Ann McPherson, author of Teenage Health Freak, says assisted dying should be option within palliative care
One of the UK\'s leading doctors is calling for a change in the law to allow those who are terminally ill to get medical help in the UK if they want to end their life.
Ann McPherson, the co-author of the best-selling Diary of a Teenage Health Freak and medical director of an award-winning website of patient experiences, is herself dying of pancreatic cancer.
McPherson, who was a GP in Oxford for 40 years, says that those who are terminally ill should be able to turn to their doctor for help in dying in the manner and place of their choosing. But the law presently bars doctors from helping, meaning that people with terminal illnesses sometimes go to the assisted dying organisation Dignitas, in Switzerland, earlier than they would like in order to ensure they are still fit enough to make the journey.
McPherson supports assisted dying for those who are terminally ill and is very clear that she is not talking about people who want to end their lives for any other reason. "It ought to be an option," she said. "It is part of good palliative care and it shouldn\'t be seen as something that people want when palliative care fails. For myself, I\'m not sure whether I will or won\'t want it, but I would feel much happier knowing that it was there, if the time came when I didn\'t want to live any more."

^^^^^^^^

> TASK STATEMENT:
Can you continue the article on Ann McPherson's call for assisted dying, picking up after its final quoted sentence?

> DATA:
^^^^^^^^

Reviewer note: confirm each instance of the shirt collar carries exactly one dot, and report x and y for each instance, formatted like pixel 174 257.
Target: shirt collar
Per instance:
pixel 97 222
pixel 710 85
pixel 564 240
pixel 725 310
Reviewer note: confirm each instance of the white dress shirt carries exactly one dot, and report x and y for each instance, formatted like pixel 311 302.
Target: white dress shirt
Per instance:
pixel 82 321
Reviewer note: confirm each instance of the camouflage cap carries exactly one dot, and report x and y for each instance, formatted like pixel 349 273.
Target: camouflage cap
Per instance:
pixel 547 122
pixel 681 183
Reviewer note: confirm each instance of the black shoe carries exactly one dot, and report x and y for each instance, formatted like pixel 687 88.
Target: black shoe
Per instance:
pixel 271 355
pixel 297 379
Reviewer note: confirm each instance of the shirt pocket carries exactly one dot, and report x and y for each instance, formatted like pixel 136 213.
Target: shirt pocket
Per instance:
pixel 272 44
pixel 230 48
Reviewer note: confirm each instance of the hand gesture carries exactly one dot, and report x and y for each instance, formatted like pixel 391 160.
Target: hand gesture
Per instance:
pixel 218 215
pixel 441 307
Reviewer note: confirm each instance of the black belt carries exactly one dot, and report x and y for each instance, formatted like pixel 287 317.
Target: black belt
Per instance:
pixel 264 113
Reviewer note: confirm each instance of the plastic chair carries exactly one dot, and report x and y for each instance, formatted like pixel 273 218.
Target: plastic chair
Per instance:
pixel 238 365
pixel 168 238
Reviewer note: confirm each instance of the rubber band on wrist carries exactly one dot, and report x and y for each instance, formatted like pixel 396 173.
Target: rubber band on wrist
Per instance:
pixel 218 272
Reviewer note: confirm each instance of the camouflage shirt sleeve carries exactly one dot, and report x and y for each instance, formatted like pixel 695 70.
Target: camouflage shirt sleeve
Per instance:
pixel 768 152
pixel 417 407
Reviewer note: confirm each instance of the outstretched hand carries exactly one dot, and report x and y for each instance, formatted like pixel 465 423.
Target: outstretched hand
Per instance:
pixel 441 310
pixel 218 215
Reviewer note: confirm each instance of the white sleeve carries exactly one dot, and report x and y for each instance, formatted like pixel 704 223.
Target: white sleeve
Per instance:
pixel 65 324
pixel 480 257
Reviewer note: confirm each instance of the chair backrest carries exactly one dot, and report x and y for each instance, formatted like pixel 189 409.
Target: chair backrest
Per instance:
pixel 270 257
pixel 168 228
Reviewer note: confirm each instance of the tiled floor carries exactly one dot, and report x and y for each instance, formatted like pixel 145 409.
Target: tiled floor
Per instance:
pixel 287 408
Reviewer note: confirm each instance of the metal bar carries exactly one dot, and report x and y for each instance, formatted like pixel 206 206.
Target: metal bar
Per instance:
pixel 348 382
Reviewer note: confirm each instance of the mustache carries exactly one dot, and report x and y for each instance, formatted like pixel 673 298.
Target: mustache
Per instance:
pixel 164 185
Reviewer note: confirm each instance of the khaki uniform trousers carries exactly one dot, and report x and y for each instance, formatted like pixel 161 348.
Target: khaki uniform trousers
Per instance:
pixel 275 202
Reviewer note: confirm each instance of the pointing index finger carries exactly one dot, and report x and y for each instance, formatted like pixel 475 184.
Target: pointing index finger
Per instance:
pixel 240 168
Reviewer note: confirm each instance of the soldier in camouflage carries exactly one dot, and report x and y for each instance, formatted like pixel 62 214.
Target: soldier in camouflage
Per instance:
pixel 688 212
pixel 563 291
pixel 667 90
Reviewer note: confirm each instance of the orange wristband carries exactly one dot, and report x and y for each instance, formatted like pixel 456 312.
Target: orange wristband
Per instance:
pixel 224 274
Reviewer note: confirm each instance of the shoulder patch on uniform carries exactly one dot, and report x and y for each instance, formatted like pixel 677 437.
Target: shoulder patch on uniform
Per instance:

^^^^^^^^

> ANSWER SPACE:
Fifteen years ago McPherson was treated for breast cancer. Three years ago she was found to have pancreatic cancer, which has a five-year survival rate of 4%. She had surgery, but in May last year tests confirmed the cancer had returned.
In the bright flower-filled conservatory of her house in north Oxford, strewn with children\'s books and pictures and an odd copy of Advanced Knowledge in Analgesia, she said she was surprised still to "be here". She has much to live for, with a rewarding and very successful career, children and grandchildren. But she knows there can come a time for the terminally ill when the physical or mental distress becomes too much to bear.
During her career spanning four decades she has been asked to help patients die. "You can\'t act illegally," she said. "There is the double way in which morphine obviously helps not only to ease pain but in some circumstances can shorten life, so one is able to help to a certain extent. But one does feel that as a doctor you have to work within the law.
"But I think many doctors will feel that they have perhaps hastened someone\'s death. Yes, I\'m sure I have. With the request of the patient. But is that assisted dying? Probably not. Is that euthanasia? Probably not. I see it as good care, really."
She is a great supporter of palliative care, but does not believe that it always removes the need for assisted dying. "You can be pain-free and have very good palliative care and I\'ve certainly had patients in that position but still [not liking] to continue to live any more."
Doctors have traditionally opposed assisted dying on the grounds that their business is the preservation of life. The British Medical Association has regularly debated the issue and takes a stand against it. Polls have shown that the public, on the other hand, is in favour.
A survey of MPs last month conducted by Dignity in Dying found that 53% did not think doctors should be prosecuted for helping a terminally ill, mentally fit, person to die.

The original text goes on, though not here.